### Task
Below are the entries; output exactly the lines from the one containing "304L534 241L488 233L426" through the final line, inclusive.

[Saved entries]
-------

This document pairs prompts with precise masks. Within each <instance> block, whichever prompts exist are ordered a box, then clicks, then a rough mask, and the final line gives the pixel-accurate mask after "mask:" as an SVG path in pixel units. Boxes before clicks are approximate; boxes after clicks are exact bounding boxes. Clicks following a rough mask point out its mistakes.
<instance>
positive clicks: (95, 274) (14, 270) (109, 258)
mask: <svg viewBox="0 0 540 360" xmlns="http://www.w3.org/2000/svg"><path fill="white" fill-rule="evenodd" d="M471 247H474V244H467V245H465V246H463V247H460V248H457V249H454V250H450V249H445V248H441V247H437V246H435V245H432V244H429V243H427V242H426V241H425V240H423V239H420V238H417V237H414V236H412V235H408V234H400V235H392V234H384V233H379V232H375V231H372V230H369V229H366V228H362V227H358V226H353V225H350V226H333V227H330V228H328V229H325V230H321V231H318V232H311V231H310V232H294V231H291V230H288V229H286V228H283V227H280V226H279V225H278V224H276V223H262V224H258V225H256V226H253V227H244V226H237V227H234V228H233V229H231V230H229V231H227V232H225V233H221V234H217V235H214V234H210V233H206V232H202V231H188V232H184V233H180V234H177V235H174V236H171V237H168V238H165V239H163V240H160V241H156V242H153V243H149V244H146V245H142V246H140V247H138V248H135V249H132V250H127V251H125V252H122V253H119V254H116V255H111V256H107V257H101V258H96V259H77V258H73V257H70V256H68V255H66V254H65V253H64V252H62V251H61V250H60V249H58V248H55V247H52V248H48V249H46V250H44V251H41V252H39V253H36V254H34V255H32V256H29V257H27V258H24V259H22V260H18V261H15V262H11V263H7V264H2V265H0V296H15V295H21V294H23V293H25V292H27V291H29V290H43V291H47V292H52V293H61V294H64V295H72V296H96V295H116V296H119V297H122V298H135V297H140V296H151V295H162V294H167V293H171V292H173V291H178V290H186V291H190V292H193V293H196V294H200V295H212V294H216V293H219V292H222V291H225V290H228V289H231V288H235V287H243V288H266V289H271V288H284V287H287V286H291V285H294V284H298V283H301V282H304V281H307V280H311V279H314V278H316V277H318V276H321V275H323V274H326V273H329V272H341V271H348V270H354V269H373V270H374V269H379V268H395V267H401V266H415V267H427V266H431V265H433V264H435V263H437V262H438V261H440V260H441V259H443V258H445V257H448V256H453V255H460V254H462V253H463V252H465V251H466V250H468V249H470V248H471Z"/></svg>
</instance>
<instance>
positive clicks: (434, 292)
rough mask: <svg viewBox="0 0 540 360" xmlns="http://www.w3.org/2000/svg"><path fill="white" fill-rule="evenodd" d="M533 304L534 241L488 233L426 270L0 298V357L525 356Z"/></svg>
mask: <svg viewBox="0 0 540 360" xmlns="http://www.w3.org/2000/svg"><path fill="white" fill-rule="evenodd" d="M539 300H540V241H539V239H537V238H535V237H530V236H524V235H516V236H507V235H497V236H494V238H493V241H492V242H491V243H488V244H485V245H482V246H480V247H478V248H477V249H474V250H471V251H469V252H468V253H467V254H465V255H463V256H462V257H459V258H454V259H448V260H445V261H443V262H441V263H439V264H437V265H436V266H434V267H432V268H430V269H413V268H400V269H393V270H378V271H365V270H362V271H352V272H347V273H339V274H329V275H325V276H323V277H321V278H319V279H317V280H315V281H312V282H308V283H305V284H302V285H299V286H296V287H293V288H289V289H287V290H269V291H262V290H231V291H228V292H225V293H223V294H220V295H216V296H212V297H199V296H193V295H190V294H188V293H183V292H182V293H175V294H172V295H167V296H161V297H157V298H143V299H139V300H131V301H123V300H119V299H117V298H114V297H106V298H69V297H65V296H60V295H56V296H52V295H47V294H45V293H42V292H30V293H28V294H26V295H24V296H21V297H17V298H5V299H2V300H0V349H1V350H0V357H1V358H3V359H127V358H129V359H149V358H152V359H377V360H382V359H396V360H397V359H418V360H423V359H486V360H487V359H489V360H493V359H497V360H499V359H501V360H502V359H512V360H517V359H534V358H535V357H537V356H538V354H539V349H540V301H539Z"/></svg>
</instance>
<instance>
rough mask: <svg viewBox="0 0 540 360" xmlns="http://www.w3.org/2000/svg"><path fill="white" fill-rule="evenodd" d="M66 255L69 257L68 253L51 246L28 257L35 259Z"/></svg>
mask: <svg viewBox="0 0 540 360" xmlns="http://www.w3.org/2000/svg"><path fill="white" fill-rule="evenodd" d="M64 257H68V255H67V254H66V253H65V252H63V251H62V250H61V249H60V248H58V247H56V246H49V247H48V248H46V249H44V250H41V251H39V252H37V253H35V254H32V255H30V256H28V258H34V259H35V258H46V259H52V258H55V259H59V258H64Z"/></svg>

-------

### Reply to the task
rough mask: <svg viewBox="0 0 540 360" xmlns="http://www.w3.org/2000/svg"><path fill="white" fill-rule="evenodd" d="M533 304L534 241L488 233L426 270L0 298V357L525 356Z"/></svg>
mask: <svg viewBox="0 0 540 360" xmlns="http://www.w3.org/2000/svg"><path fill="white" fill-rule="evenodd" d="M539 300H540V241H539V239H537V238H535V237H530V236H524V235H516V236H507V235H497V236H494V238H493V241H492V242H491V243H488V244H485V245H482V246H480V247H478V248H477V249H474V250H471V251H469V252H468V253H467V254H465V255H463V256H462V257H459V258H454V259H448V260H445V261H443V262H441V263H439V264H437V265H436V266H434V267H432V268H430V269H413V268H400V269H393V270H378V271H365V270H362V271H352V272H347V273H339V274H329V275H325V276H323V277H321V278H319V279H317V280H315V281H312V282H308V283H305V284H302V285H299V286H296V287H293V288H289V289H287V290H269V291H262V290H231V291H228V292H225V293H223V294H220V295H216V296H212V297H199V296H193V295H190V294H188V293H183V292H182V293H175V294H172V295H167V296H161V297H157V298H143V299H139V300H131V301H123V300H119V299H117V298H114V297H106V298H69V297H65V296H60V295H56V296H52V295H47V294H45V293H42V292H30V293H28V294H26V295H24V296H21V297H17V298H5V299H2V300H0V349H1V350H0V357H1V358H3V359H127V358H129V359H149V358H152V359H377V360H382V359H396V360H397V359H418V360H423V359H486V360H487V359H489V360H493V359H497V360H499V359H501V360H502V359H512V360H517V359H534V358H535V357H537V356H538V354H539V349H540V301H539Z"/></svg>
</instance>
<instance>
rough mask: <svg viewBox="0 0 540 360" xmlns="http://www.w3.org/2000/svg"><path fill="white" fill-rule="evenodd" d="M66 255L69 257L68 253L51 246L28 257L35 259Z"/></svg>
mask: <svg viewBox="0 0 540 360" xmlns="http://www.w3.org/2000/svg"><path fill="white" fill-rule="evenodd" d="M64 257H68V255H67V254H66V253H65V252H63V251H62V250H61V249H60V248H58V247H56V246H49V247H48V248H46V249H44V250H41V251H39V252H37V253H35V254H32V255H30V256H28V258H34V259H35V258H46V259H52V258H55V259H59V258H64Z"/></svg>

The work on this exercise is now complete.